To-do list:
• a. Using the post on Java development for the cloud, decide whether each statement agrees with it: (i) a static variable declared "final" causes problems in a distributed environment; (ii) GAE uses Memcached; (iii) the list of points applies only to Platform as a Service providers. Answer each with yes or no and quote the deciding words.
• b. Copy from the post on Java development for the cloud the passage starting at "Monday, 30 April" and ending at "to be mentioned.".
• c. Answer from the post on Java development for the cloud:
(i) Which buzzword did "Cloud Computing" replace?
(ii) What simple structure does the post name for implementing a custom caching strategy?
(iii) What caching service can Beanstalk make use of?

Passage provided:
Monday, 30 April 2012

5 Things all Java developer should know when developing for the cloud

The last couple of years, "Cloud Computing" replaced Web 2.0 as the new buzzword. You can read, hear and see everywhere the cloud is coming. To most developer, this is still the same old sh*t. If you have experience in developing distributed system then you should be fine, you say. Well not entirely true, the IT department wants to deploy on cheap cloud and therefore some restrictions now applies. I will list 5 things that I think all developers should know when working with cloud Platform as a Service provider such as Amazon Beanstalk or Google App Engine. This list also applies to IaaS architecture. Some of the points might be obvious to the more experienced, nevertheless, they need to be mentioned.

  • Static objects
We all know the difference between instance variable (non-static) and class variable (static variable). We use static to tell the JVM that they should only be one instance of this variable (singleton). If the static variable is declared with the "final" keyword, this will not cause a problem in a distributed environment as the value will never change. The problem is when we expect the value of the variable to change. As in a cluster environment, GAE and Beanstalk run your application in multiple JVM. If a the value of your static variable has changed in JVM, it will not be propagated to the cluster therefore leading to inconsistencies. I recommend that you avoid static variable unless that set as "final" and their values are hard-coded so there is no way to change their values are runtime.

  • Caching Objects
This one is related to performance in order to avoid expensive operations such as running database queries and others. Sometimes we need to cache objects in memory and therefore we implement our own caching strategy through the use of simple HashMap or some other caching solutions available outthere. Caching has many benefits but implementing a caching strategy should be approached with care. This is because caching has the same problem as static objects. Your cache will be in the local JVM therefore not it will not be visible in the cluster. There are some solutions, for example, GAE uses Memcached and Beanstalk can make use of Amazon ElastiCache which is compliant with Memcached. When developing for a PaaS environment, make sure to not implement your own caching system but look for one that is supported by the vendor. I know this can lead to vendor lock-ins.

Extracted entries:
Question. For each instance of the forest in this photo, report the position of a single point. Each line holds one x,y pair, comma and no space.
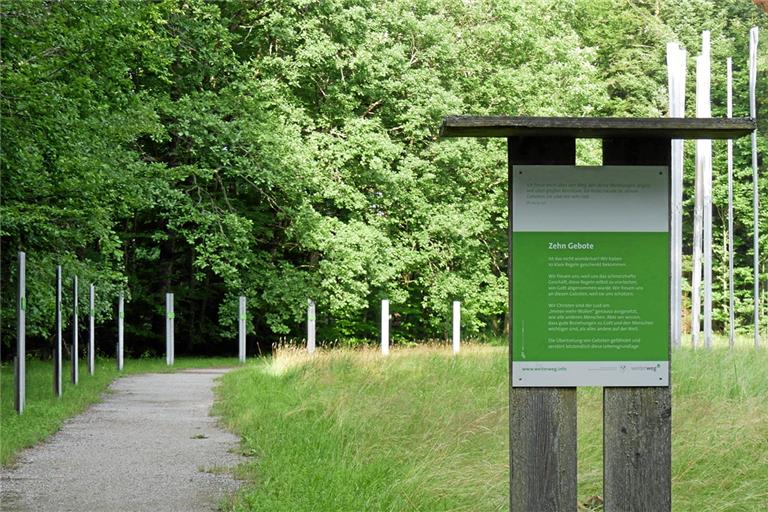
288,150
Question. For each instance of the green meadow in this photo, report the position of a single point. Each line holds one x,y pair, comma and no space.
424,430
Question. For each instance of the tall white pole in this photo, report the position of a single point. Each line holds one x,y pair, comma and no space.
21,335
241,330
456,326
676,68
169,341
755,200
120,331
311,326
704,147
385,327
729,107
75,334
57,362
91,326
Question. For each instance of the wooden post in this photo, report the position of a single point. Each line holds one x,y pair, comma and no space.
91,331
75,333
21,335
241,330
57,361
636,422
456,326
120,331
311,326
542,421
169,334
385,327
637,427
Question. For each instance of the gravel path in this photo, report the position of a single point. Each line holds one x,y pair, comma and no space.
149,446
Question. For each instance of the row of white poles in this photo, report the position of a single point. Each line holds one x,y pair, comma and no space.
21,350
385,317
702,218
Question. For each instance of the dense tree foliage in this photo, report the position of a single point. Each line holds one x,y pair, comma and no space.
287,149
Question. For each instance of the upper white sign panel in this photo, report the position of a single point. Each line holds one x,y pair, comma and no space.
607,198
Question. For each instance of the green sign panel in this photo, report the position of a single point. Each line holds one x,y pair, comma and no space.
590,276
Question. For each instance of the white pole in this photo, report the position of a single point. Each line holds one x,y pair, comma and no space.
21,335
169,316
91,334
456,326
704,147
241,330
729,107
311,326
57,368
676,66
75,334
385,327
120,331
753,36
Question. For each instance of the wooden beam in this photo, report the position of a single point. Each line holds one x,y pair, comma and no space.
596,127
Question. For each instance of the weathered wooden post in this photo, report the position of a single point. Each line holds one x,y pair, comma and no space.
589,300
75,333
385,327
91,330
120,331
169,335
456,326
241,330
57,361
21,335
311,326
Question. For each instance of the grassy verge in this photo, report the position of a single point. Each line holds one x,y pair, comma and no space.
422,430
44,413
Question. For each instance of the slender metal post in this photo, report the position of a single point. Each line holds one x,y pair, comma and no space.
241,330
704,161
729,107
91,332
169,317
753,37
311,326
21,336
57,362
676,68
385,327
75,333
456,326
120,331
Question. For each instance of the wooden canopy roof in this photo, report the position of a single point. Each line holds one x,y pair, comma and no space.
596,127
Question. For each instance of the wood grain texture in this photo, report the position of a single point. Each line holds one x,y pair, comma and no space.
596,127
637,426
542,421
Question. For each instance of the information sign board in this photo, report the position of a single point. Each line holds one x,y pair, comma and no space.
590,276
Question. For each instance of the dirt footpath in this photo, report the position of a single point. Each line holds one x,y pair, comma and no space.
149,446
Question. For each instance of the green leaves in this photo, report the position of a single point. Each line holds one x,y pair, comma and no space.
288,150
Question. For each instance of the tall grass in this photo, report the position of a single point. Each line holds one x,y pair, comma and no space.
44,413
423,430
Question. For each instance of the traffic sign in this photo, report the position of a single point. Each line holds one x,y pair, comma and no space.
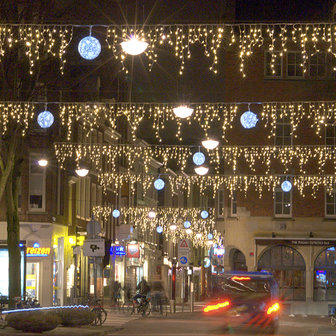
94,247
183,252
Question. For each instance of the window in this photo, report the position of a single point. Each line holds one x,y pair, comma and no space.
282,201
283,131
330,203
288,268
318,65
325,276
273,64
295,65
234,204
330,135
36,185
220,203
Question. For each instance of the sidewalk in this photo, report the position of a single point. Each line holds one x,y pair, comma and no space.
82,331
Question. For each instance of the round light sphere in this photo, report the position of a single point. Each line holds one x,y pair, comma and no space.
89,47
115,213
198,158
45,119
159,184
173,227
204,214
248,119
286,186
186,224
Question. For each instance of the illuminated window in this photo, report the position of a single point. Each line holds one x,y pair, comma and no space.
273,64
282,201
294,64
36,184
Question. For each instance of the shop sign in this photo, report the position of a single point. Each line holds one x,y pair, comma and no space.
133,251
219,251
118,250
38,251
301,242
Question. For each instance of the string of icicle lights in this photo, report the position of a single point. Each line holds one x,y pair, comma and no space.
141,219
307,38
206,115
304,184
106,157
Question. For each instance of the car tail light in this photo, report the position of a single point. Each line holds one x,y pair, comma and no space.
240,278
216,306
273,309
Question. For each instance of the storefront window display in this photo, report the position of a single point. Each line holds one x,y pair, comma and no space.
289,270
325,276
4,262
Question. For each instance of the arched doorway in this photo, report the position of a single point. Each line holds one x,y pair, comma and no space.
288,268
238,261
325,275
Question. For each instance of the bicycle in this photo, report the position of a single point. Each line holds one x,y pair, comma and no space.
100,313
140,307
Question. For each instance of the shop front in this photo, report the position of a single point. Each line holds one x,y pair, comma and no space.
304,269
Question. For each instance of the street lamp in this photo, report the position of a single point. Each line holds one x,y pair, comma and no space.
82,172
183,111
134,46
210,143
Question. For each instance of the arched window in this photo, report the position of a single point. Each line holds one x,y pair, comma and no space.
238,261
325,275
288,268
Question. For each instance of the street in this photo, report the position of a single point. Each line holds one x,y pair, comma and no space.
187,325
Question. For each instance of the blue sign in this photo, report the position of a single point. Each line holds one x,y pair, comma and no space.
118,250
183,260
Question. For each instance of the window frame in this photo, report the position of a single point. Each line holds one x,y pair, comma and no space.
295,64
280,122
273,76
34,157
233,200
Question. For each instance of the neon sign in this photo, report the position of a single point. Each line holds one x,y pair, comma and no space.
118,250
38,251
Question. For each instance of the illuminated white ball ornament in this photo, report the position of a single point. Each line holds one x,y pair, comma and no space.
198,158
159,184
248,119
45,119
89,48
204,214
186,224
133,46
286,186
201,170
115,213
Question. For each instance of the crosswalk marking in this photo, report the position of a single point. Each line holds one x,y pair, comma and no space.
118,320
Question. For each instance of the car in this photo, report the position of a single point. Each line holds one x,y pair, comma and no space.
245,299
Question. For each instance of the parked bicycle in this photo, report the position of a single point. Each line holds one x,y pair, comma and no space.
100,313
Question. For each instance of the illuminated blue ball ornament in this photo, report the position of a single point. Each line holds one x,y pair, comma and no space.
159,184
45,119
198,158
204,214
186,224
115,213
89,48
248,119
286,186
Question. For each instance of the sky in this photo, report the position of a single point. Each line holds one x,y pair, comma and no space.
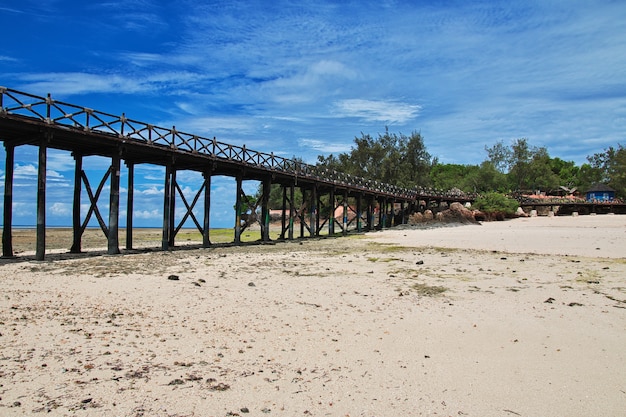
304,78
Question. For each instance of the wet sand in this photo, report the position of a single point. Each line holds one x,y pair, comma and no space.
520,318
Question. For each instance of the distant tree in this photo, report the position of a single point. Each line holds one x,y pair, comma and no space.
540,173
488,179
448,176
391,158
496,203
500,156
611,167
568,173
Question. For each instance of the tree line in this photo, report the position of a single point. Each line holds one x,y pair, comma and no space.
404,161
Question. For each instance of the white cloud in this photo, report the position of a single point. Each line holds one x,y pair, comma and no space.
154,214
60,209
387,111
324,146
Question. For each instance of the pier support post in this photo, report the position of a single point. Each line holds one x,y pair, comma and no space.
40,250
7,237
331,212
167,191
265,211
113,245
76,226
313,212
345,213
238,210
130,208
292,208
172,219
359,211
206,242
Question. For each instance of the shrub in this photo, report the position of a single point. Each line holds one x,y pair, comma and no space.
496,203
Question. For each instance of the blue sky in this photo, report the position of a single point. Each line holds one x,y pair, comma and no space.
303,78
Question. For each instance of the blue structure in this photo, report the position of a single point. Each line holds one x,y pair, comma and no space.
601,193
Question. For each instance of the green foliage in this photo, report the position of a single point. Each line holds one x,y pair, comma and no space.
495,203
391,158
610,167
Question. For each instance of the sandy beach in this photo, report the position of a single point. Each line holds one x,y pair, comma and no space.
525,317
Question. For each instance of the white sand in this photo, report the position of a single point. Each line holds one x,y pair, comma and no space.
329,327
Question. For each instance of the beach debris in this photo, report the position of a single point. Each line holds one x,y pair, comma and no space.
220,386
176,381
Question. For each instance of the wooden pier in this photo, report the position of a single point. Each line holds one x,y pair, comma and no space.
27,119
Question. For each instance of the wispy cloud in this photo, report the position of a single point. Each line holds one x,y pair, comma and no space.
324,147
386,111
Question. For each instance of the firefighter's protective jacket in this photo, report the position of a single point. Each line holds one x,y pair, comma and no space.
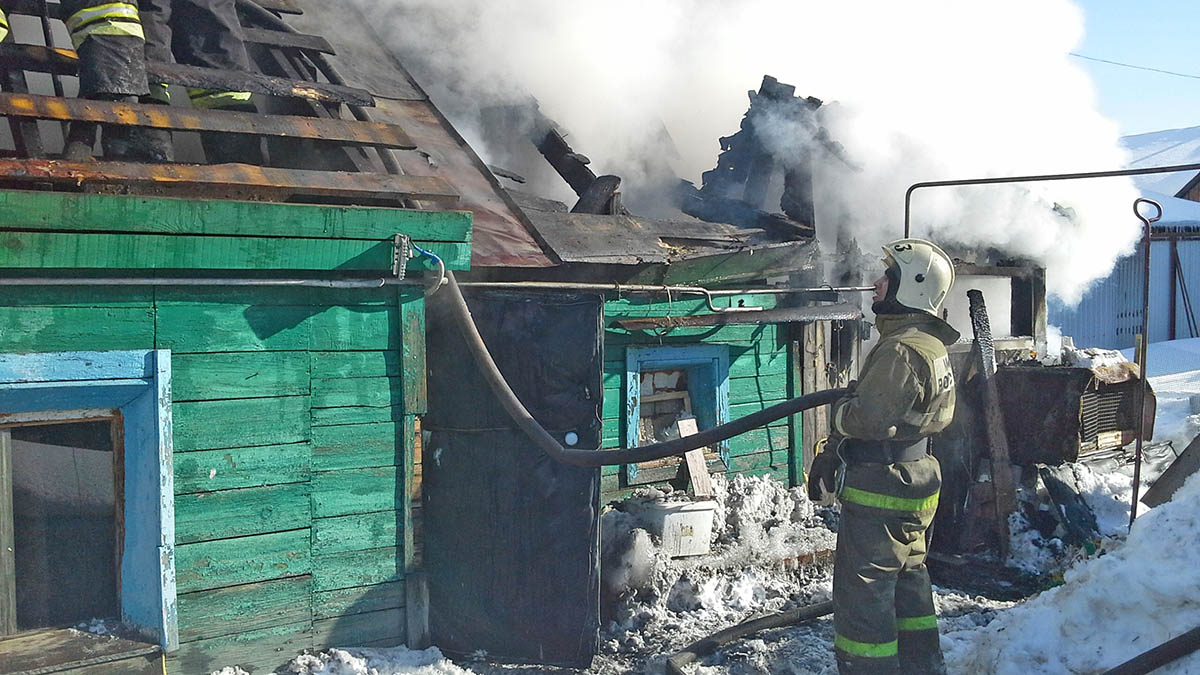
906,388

Task results:
• a.
(i) No: "this will not cause a problem in a distributed environment as the value will never change"
(ii) Yes: "GAE uses Memcached"
(iii) No: "This list also applies to IaaS architecture."

• b.
Monday, 30 April 2012

5 Things all Java developer should know when developing for the cloud

The last couple of years, "Cloud Computing" replaced Web 2.0 as the new buzzword. You can read, hear and see everywhere the cloud is coming. To most developer, this is still the same old sh*t. If you have experience in developing distributed system then you should be fine, you say. Well not entirely true, the IT department wants to deploy on cheap cloud and therefore some restrictions now applies. I will list 5 things that I think all developers should know when working with cloud Platform as a Service provider such as Amazon Beanstalk or Google App Engine. This list also applies to IaaS architecture. Some of the points might be obvious to the more experienced, nevertheless, they need to be mentioned.

• c.
(i) Web 2.0
(ii) HashMap
(iii) Amazon ElastiCache